TASK STATEMENT
Retype the line with "Drop a point on each instance of the white sugar" in it, then each line after it to the end of the data, word for word.

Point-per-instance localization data
============================================================
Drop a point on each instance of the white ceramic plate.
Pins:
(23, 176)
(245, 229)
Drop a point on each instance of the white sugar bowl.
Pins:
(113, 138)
============================================================
RESULT FOR THIS TASK
Drop a point on each instance of the white sugar bowl.
Pins:
(113, 138)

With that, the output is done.